# Given problem
Render the entire listing below as a numbered list of its lines, omitting blank lines and leaving out the pictures.

# Input rows
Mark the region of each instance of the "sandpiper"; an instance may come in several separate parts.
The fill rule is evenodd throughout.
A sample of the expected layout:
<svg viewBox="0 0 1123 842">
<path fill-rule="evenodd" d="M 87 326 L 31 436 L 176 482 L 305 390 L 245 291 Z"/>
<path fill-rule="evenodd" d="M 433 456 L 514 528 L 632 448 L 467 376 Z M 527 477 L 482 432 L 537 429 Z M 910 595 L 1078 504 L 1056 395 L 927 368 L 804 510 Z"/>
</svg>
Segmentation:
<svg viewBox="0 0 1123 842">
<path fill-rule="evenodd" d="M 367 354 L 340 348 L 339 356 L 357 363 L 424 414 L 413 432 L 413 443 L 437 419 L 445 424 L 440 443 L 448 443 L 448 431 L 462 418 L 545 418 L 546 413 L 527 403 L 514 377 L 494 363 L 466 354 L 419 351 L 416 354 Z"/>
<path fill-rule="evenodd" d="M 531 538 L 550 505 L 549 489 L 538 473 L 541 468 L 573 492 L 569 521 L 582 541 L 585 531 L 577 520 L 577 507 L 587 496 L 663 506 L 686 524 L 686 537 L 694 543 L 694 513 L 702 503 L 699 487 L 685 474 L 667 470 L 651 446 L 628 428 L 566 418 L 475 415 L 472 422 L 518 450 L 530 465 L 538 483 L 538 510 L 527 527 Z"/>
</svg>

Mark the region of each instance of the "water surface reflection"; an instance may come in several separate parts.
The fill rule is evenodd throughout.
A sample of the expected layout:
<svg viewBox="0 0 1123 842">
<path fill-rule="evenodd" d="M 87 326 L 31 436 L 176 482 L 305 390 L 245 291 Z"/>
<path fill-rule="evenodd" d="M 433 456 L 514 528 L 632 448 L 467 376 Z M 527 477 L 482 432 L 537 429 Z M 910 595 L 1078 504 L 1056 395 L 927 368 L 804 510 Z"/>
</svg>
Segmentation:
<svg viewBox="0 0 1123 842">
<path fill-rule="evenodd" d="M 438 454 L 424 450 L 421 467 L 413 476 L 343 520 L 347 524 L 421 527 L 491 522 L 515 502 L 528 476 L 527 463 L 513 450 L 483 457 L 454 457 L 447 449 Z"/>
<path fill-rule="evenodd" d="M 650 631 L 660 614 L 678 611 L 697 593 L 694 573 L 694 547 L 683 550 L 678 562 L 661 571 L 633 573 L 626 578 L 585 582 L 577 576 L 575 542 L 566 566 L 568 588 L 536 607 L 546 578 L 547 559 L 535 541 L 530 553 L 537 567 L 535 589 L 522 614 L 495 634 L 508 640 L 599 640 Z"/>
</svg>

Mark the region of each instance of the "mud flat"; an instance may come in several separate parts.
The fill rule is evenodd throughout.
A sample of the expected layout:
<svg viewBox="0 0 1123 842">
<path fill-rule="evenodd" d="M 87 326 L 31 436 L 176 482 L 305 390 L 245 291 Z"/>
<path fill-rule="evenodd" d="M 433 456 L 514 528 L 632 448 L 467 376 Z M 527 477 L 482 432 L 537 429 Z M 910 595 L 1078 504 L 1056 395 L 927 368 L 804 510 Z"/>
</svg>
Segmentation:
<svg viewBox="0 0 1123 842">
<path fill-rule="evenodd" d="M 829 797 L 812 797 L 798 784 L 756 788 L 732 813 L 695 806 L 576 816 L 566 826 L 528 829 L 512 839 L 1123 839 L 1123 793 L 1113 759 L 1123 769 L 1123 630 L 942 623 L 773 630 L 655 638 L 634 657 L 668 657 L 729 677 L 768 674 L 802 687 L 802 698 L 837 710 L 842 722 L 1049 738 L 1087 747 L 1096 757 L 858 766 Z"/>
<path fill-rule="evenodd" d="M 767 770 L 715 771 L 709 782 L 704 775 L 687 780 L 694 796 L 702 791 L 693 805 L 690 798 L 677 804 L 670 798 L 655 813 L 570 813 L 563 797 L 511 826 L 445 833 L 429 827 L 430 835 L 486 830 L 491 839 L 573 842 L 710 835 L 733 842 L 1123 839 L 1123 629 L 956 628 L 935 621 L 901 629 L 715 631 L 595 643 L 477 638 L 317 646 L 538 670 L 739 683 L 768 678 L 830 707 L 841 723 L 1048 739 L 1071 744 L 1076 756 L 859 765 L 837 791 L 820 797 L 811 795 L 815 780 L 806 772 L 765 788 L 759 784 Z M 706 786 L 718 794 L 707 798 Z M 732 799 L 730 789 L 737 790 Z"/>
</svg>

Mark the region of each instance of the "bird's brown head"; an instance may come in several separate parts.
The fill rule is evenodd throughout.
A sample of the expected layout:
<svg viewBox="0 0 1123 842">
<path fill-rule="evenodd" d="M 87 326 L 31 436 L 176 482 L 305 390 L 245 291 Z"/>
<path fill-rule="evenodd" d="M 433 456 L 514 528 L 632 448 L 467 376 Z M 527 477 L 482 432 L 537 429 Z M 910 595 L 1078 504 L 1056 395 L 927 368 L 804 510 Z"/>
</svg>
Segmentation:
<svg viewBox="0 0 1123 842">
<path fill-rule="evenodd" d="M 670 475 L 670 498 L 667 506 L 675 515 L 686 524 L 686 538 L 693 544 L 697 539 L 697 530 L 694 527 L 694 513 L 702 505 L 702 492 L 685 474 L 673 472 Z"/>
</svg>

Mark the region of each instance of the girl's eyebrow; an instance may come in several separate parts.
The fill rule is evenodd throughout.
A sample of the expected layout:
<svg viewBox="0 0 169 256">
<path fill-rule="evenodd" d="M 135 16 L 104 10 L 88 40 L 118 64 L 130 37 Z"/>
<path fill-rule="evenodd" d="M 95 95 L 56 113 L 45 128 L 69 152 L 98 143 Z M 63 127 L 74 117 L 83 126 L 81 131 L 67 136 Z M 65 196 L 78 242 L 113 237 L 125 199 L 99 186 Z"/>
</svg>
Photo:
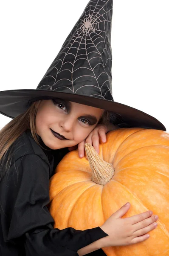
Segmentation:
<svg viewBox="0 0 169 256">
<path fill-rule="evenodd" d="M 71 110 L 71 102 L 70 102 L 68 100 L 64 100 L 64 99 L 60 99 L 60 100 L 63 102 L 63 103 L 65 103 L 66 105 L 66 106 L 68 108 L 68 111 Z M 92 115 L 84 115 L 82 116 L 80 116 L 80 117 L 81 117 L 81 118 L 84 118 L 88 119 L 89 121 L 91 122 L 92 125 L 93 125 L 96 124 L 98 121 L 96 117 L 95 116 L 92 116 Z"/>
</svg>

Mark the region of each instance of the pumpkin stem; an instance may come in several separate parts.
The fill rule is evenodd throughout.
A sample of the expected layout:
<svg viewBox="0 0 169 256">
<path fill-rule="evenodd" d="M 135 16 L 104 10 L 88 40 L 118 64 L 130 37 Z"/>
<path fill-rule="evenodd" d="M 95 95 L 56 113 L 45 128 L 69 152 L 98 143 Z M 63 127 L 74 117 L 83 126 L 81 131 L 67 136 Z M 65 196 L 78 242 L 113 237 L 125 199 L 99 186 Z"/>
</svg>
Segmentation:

# Result below
1. Mark the region of each instance of the "sandpiper"; an instance may come in several separate parts.
2. The fill rule is evenodd throughout.
3. A sample of the expected layout:
4. <svg viewBox="0 0 1123 842">
5. <path fill-rule="evenodd" d="M 87 326 L 31 436 L 176 482 L 305 390 L 245 291 Z"/>
6. <path fill-rule="evenodd" d="M 433 456 L 514 528 L 632 448 L 467 376 Z M 527 477 L 482 432 L 537 429 Z M 910 595 L 1078 504 L 1056 395 L 927 368 L 804 510 Z"/>
7. </svg>
8. Segmentation:
9. <svg viewBox="0 0 1123 842">
10. <path fill-rule="evenodd" d="M 367 354 L 340 348 L 339 356 L 357 363 L 424 414 L 413 432 L 413 443 L 437 419 L 445 424 L 440 443 L 448 443 L 448 431 L 462 418 L 545 418 L 546 413 L 527 403 L 514 377 L 494 363 L 466 354 L 419 351 L 416 354 Z"/>
11. <path fill-rule="evenodd" d="M 531 538 L 550 505 L 549 489 L 538 473 L 541 468 L 573 492 L 569 521 L 582 541 L 585 531 L 577 520 L 577 507 L 587 496 L 663 506 L 686 524 L 686 537 L 694 543 L 694 513 L 702 503 L 699 487 L 685 474 L 667 470 L 651 446 L 628 428 L 566 418 L 475 415 L 472 422 L 518 450 L 530 465 L 538 483 L 538 510 L 527 527 Z"/>
12. </svg>
13. Mark the region of each instance of the "water surface reflection"; an instance may come in several separate parts.
14. The fill rule is evenodd throughout.
15. A sample of the expected layout:
16. <svg viewBox="0 0 1123 842">
17. <path fill-rule="evenodd" d="M 87 326 L 31 436 L 176 482 L 305 390 L 245 291 Z"/>
18. <path fill-rule="evenodd" d="M 433 456 L 514 528 L 632 448 L 467 376 Z M 527 477 L 482 432 L 537 429 Z M 910 595 L 1078 504 L 1056 395 L 927 368 L 804 510 Z"/>
19. </svg>
20. Segmentation:
21. <svg viewBox="0 0 1123 842">
22. <path fill-rule="evenodd" d="M 438 454 L 424 450 L 421 467 L 413 476 L 343 520 L 347 524 L 421 527 L 491 522 L 515 502 L 528 476 L 527 463 L 513 450 L 483 457 L 454 457 L 447 449 Z"/>
23. <path fill-rule="evenodd" d="M 650 631 L 660 614 L 678 611 L 697 593 L 694 573 L 694 547 L 683 550 L 678 562 L 661 571 L 633 573 L 626 578 L 585 582 L 577 576 L 575 542 L 566 566 L 568 588 L 536 607 L 546 578 L 547 559 L 535 541 L 530 553 L 537 567 L 535 589 L 522 614 L 495 634 L 508 640 L 599 640 Z"/>
24. </svg>
25. Mark the region of each instance of the "mud flat"; an instance may come in several separate parts.
26. The fill rule is evenodd throughout.
27. A sample of the expected layout:
28. <svg viewBox="0 0 1123 842">
29. <path fill-rule="evenodd" d="M 87 326 L 31 436 L 176 482 L 305 390 L 245 291 Z"/>
30. <path fill-rule="evenodd" d="M 433 456 L 514 528 L 632 448 L 467 376 Z M 527 477 L 482 432 L 537 429 Z M 910 595 L 1078 504 L 1056 395 L 927 368 L 804 510 Z"/>
31. </svg>
32. Segmentation:
33. <svg viewBox="0 0 1123 842">
34. <path fill-rule="evenodd" d="M 829 797 L 812 797 L 798 784 L 756 788 L 732 813 L 695 806 L 576 816 L 566 826 L 528 829 L 512 839 L 1123 839 L 1123 793 L 1113 759 L 1123 769 L 1123 630 L 942 623 L 773 630 L 655 638 L 634 657 L 668 657 L 729 677 L 768 674 L 802 687 L 802 698 L 837 710 L 842 722 L 1049 738 L 1087 747 L 1096 757 L 858 766 Z"/>
35. <path fill-rule="evenodd" d="M 767 770 L 715 771 L 709 782 L 704 775 L 687 780 L 694 796 L 702 791 L 693 805 L 690 798 L 677 804 L 670 798 L 655 813 L 570 813 L 563 797 L 511 826 L 445 833 L 429 827 L 430 835 L 486 830 L 491 839 L 573 842 L 710 835 L 733 842 L 1123 839 L 1123 629 L 956 628 L 935 621 L 901 629 L 715 631 L 595 643 L 477 638 L 317 646 L 538 670 L 739 683 L 768 678 L 830 707 L 841 723 L 1048 739 L 1071 744 L 1076 756 L 859 765 L 837 791 L 820 797 L 811 795 L 815 780 L 806 772 L 765 788 L 759 784 Z M 706 786 L 718 794 L 707 798 Z M 732 799 L 730 789 L 737 790 Z"/>
36. </svg>
37. Mark the region of each instance of the "bird's brown head"; an instance may come in several separate parts.
38. The fill rule is evenodd throughout.
39. A sample of the expected layout:
40. <svg viewBox="0 0 1123 842">
41. <path fill-rule="evenodd" d="M 87 326 L 31 436 L 176 482 L 305 390 L 245 291 Z"/>
42. <path fill-rule="evenodd" d="M 433 456 L 514 528 L 632 448 L 467 376 Z M 527 477 L 482 432 L 537 429 Z M 910 595 L 1078 504 L 1056 395 L 927 368 L 804 510 Z"/>
43. </svg>
44. Segmentation:
45. <svg viewBox="0 0 1123 842">
46. <path fill-rule="evenodd" d="M 670 475 L 670 498 L 667 506 L 675 515 L 686 524 L 686 538 L 693 544 L 697 539 L 697 530 L 694 527 L 694 513 L 702 505 L 702 492 L 685 474 L 673 472 Z"/>
47. </svg>
48. Mark the region of each instance of the girl's eyebrow; an instance may come in several separate parts.
49. The fill rule is evenodd throughout.
50. A sample of the expected layout:
51. <svg viewBox="0 0 169 256">
52. <path fill-rule="evenodd" d="M 135 16 L 104 10 L 88 40 L 118 64 L 130 37 Z"/>
53. <path fill-rule="evenodd" d="M 95 95 L 56 113 L 45 128 L 69 152 L 98 143 Z M 63 127 L 74 117 L 83 126 L 81 131 L 67 136 Z M 65 196 L 78 242 L 113 237 L 125 199 L 99 186 Z"/>
54. </svg>
55. Photo:
56. Segmentation:
57. <svg viewBox="0 0 169 256">
58. <path fill-rule="evenodd" d="M 71 110 L 71 102 L 70 102 L 68 100 L 64 100 L 64 99 L 60 99 L 60 100 L 63 102 L 63 103 L 65 103 L 66 105 L 66 106 L 68 108 L 68 111 Z M 92 115 L 84 115 L 82 116 L 80 116 L 80 117 L 81 117 L 81 118 L 84 118 L 88 119 L 89 121 L 91 122 L 92 125 L 93 125 L 96 124 L 98 121 L 96 117 L 95 116 L 92 116 Z"/>
59. </svg>
60. Mark the region of each instance of the pumpkin stem; an instance may come in several separate parts.
61. The fill rule is evenodd throughout.
62. A sample of the expected layout:
63. <svg viewBox="0 0 169 256">
64. <path fill-rule="evenodd" d="M 135 16 L 104 10 L 88 40 L 118 64 L 130 37 Z"/>
65. <path fill-rule="evenodd" d="M 95 95 L 56 113 L 45 128 L 69 152 L 98 143 Z M 63 127 L 74 117 L 83 126 L 81 131 L 67 136 Z M 65 196 L 78 242 L 113 237 L 125 199 L 99 186 Z"/>
66. </svg>
67. Segmentation:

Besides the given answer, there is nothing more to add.